READING TEXT:
This past week we made a second attempt at flying the Progeny Mk7-A up into space and this time were able to maintain control of the rocket throughout the duration of the ascent. This allowed us to also finally test the reaction wheel control system while coasting through space and crash the prototype RTG into the surface to see if it would remain intact. Mission analysis is ongoing, as is inspection of the RTG casing that was recovered, and a full report will be released in October. This flight has also given engineers vital data that will be applied to the Ascension Mk3, which will debut in 2020 and feature a gimbaling 1.25m upper stage engine along with actuating guidance fins that will also be used on the Mk2 after first being tested on the Mk1 in November.

First Rocket Launch Anniversary Celebrated

This past weekend at KSC we had a special event for visitors to build and launch model rockets and water/stomp rockets to celebrate the first ever launch of a rocket from KSC back in 2016, the Progeny Mk1-A. The date of Sept 22nd was also special in 2017 for being the first flight of a fully-automated rocket. Since earlier this month we’ve been using launch anniversaries to go back and upload ascent telemetry to our Ops Tracker, which began to stream this data only earlier in the year. You can now relive our first successful rocket flight:

Progeny Mk1-A Flight 2

Alaba Remains on Predicted Trajectory

The Kerbal Astronomical Society has published updated orbital data for Alaba after taking new observations since its 24th encounter with Mun earlier this week. The medium-sized moonlet continues to remain in orbit around Kerbin and also continues to remain on the trajectory predicted back in May of this year, which will see its next encounter at the start of November. Astronomers are becoming more certain that the relatively minor changes to Alaba’s orbit since May in comparison to Vieras is what has allowed the latest long-term prediction to remain accurate. This next encounter in early November is the final one of the long-term prediction and astronomers will then make another, pushing out to as much as a year or 10 encounters, whichever is less.

PROBLEM 1:
Find every line in the rows below that contains the string "pink", with case counting, and copy each such line.

Stored entries
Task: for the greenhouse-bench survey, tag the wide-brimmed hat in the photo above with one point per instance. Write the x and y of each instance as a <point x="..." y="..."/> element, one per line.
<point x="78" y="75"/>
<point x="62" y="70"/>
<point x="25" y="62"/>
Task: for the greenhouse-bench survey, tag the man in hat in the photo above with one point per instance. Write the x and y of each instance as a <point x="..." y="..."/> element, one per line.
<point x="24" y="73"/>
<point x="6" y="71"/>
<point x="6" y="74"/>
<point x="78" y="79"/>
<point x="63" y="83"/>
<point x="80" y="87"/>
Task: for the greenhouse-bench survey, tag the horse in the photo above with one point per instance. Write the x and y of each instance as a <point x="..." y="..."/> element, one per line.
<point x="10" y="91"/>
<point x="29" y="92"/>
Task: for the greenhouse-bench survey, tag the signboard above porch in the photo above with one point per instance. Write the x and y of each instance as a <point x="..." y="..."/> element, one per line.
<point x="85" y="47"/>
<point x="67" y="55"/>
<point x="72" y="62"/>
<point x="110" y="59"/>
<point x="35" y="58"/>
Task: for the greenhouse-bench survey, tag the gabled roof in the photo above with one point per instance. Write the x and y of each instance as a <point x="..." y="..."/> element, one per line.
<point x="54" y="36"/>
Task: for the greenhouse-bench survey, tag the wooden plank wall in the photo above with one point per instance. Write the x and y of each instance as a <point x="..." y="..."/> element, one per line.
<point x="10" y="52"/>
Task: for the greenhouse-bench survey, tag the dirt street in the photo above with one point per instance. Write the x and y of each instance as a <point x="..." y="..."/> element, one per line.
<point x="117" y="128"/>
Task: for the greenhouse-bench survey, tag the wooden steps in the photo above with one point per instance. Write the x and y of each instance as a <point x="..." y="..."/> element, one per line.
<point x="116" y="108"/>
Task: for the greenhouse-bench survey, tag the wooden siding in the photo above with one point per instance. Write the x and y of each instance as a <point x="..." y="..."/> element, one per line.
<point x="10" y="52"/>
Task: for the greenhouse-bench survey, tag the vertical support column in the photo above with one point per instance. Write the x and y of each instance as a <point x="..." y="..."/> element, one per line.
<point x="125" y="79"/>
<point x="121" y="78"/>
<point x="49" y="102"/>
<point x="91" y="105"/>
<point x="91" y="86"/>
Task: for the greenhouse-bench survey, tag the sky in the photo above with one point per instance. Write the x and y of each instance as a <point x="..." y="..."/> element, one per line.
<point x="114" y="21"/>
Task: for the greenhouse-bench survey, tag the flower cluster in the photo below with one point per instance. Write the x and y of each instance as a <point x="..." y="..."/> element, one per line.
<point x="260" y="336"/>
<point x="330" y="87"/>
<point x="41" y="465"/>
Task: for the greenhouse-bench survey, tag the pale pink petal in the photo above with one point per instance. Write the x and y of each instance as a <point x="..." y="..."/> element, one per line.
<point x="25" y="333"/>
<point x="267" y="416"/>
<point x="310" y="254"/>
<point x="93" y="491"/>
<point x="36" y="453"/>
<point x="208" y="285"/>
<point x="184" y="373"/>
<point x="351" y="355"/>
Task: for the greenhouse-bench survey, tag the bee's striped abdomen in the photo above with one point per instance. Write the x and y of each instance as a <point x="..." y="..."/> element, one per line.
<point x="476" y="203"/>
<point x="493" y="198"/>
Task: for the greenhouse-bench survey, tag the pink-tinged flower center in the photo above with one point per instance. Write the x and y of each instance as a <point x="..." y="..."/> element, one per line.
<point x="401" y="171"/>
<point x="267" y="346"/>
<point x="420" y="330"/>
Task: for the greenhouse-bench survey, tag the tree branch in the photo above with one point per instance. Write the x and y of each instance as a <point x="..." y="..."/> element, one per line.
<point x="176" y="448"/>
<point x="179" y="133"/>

PROBLEM 2:
Rewrite the passage of the space program news text between "Progeny Mk1-A Flight" and "whichever is less.", inclusive, substituting "asteroid" for "moonlet".

TASK RESULT 1:
Task: for the greenhouse-bench survey, tag the pale pink petal in the photo above with one point per instance. Write the x and y of each instance as a <point x="..." y="..."/> element, one per line.
Task: for the greenhouse-bench survey, tag the pink-tinged flower center in the photo above with one point per instance. Write the x and y of each instance as a <point x="..." y="..."/> element, one per line.

TASK RESULT 2:
Progeny Mk1-A Flight 2

Alaba Remains on Predicted Trajectory

The Kerbal Astronomical Society has published updated orbital data for Alaba after taking new observations since its 24th encounter with Mun earlier this week. The medium-sized asteroid continues to remain in orbit around Kerbin and also continues to remain on the trajectory predicted back in May of this year, which will see its next encounter at the start of November. Astronomers are becoming more certain that the relatively minor changes to Alaba’s orbit since May in comparison to Vieras is what has allowed the latest long-term prediction to remain accurate. This next encounter in early November is the final one of the long-term prediction and astronomers will then make another, pushing out to as much as a year or 10 encounters, whichever is less.